**Requirements**
Rewrite the listing below, changing each "locator" to "marker" and keeping everything else the same. Leave the pictures out of your answer.

**Input data**
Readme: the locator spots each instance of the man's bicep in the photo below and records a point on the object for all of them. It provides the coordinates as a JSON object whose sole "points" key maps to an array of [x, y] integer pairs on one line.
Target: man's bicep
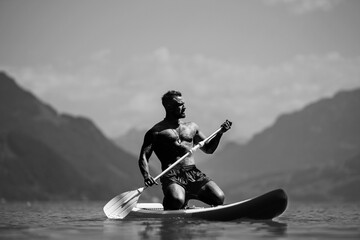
{"points": [[199, 136], [146, 149]]}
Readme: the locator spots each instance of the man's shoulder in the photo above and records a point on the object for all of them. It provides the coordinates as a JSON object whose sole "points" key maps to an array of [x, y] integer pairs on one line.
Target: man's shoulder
{"points": [[156, 128], [192, 125]]}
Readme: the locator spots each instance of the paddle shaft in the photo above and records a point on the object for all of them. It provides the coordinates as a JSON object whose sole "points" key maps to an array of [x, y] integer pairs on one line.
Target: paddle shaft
{"points": [[192, 150]]}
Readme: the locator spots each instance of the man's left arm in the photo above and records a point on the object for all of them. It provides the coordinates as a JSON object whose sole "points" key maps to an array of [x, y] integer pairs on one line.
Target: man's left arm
{"points": [[212, 145]]}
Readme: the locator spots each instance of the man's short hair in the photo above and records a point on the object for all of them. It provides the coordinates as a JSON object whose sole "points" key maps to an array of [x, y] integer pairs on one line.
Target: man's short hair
{"points": [[168, 97]]}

**The response**
Readme: the marker spots each instance of the man's bicep in the photo below and records a point on the object for all of them. It provides the coordinates as a JSON object whose sole "points" key maps to an array of [x, y] integer pairs on one line.
Target: man's bicep
{"points": [[199, 136], [146, 149]]}
Readme: the marker spots each instance of the man's shoulder in the photo above and records a point on the object for all of them. It provides the coordinates as a JSON object whose sole "points" key maps to an array of [x, y] integer pairs on one line.
Target: man's shoulder
{"points": [[156, 128], [192, 125]]}
Readme: the marker spots each instance of the paddle shaft in the photo above and records a point on the object for all of them. It provides the coordinates as a JSON object whose sole "points" key maps to an array of [x, y] integer pairs on one line.
Target: paddle shaft
{"points": [[192, 150]]}
Readme: the marker spots each instance of the man's left arm in the photo above and records a point on the object for all of them. It provides the coordinates as a JSON object whose sole "points" key maps to an array of [x, y] integer pairs on one line.
Target: man's left arm
{"points": [[212, 145]]}
Readme: the marker spots each instance of the man's short hair in the photo above and records a point on the object for all of them. It provides the coordinates as a JSON object whose sole "points" key maps to an array of [x, y] integer pairs on one line.
Target: man's short hair
{"points": [[168, 97]]}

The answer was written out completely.